List every person named in the conservation movement passage below.

Quoted passage:
○ ○ ○ ○ ○

Evolution of the Conservation Movement, 1850-1920

In 1869, Civil War-veteran Major. John Wesley Powell was the first person on record to travel the length of the Colorado River. As head of the U.S. Geographical and Geological Survey of the Rocky Mountain Region, Powell was also one of the first to describe the Southwest's geography in his work Report on the Lands of the Arid Region of the United States.

In 1900, William E. Smythe envisioned an irrigated desert in The Conquest of Arid America. This publication generated much popular support for the Newlands Reclamation Act signed in 1902 by President Theodore Roosevelt whose Progressive-era conservation policy linked democratic opportunity to control of natural resources.

Less scientific but still influential in the decision to dam the Colorado River, a powerful and unpredictable force of nature in the arid Southwest, were the experiences of the area's denizens:

I went to California in 1906, and worked for the CLM Cattle Company. The cattle men in that country dreaded the overflows from the Colorado River, caused by the melting of snow in the mountains and spring rains. Sometimes when the cattle were caught in those overflows we'd have to go out in boats and pull 'em out. It was certainly mean work. It was very brushy too. We always carried our branding ring with us, and if we ran across an unbranded calf we'd brand him on the spot.

"M. C. Manuel," Annie McAulay, interviewer, Maverick, Texas, January 19, 1938.

○ ○ ○ ○ ○

Data entries:
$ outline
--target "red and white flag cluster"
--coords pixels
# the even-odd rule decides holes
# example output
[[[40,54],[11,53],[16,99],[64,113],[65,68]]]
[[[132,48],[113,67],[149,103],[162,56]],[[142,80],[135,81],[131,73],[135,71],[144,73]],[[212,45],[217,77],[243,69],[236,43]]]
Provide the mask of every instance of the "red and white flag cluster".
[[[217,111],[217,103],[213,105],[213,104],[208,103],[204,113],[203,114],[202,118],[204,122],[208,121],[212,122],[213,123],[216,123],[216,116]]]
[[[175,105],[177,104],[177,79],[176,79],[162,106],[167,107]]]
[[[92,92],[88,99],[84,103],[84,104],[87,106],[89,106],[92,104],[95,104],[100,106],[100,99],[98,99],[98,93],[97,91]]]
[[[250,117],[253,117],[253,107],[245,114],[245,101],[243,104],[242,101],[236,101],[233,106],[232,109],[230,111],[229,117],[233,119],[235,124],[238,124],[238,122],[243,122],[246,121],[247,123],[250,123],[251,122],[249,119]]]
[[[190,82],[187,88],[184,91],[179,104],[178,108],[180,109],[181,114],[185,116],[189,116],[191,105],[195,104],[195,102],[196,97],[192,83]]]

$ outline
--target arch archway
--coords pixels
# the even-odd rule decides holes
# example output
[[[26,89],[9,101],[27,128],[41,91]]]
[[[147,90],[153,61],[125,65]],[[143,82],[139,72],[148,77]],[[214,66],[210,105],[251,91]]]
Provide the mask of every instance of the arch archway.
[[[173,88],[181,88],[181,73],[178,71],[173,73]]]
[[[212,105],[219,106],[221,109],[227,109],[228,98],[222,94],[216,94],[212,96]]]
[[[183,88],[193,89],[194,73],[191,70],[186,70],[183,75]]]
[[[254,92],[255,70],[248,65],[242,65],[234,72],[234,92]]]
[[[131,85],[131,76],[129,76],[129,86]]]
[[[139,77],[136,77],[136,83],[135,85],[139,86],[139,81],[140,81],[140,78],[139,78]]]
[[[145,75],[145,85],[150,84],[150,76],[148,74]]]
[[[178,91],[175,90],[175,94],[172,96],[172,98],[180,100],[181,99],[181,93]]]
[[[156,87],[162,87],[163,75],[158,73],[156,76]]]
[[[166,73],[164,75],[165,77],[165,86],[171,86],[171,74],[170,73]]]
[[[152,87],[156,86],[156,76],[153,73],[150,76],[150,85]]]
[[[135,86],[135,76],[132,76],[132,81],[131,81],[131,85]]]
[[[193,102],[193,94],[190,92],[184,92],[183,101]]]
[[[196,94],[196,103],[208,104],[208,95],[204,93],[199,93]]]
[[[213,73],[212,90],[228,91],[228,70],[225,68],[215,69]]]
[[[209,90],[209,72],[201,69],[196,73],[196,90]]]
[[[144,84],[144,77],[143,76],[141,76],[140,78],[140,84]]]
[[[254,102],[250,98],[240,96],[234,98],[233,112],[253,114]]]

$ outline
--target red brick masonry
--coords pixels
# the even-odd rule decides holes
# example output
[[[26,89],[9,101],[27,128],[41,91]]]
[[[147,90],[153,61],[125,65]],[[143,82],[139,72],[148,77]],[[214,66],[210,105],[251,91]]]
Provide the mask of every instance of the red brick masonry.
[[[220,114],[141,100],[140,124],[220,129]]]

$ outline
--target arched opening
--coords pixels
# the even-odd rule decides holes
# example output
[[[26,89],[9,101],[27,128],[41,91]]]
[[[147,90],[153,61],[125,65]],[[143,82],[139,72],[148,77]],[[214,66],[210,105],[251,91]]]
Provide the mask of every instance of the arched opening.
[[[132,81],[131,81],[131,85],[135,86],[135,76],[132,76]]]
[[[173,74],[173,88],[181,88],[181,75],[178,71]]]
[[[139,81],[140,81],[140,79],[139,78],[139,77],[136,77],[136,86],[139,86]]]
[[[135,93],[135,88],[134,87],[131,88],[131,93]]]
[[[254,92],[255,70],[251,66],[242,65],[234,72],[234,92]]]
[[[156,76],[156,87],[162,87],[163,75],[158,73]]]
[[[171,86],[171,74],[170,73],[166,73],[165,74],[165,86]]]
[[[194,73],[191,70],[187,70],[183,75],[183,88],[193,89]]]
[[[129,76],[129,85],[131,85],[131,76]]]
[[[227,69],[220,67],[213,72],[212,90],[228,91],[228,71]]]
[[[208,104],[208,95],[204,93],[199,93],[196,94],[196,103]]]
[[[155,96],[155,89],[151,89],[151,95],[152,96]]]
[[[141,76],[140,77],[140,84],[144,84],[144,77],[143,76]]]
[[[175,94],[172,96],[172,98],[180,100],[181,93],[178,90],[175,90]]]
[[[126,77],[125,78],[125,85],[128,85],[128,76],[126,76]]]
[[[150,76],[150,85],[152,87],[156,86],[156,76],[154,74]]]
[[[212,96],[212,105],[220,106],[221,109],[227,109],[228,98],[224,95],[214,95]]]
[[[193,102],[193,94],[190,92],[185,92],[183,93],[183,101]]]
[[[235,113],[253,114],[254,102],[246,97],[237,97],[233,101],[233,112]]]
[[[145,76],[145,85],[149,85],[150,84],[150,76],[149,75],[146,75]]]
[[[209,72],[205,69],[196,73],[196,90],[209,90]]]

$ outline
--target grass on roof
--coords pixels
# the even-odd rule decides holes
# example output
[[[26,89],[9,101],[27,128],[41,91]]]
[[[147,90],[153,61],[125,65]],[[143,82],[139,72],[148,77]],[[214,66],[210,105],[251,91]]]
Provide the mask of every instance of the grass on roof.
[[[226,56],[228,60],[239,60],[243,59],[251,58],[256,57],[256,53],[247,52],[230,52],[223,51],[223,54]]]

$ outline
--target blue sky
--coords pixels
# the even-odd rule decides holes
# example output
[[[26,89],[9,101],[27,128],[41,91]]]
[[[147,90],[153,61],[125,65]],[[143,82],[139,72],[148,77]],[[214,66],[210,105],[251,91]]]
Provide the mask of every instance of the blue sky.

○ ○ ○ ○ ○

Final result:
John Wesley Powell
William E. Smythe
Theodore Roosevelt
M. C. Manuel
Annie McAulay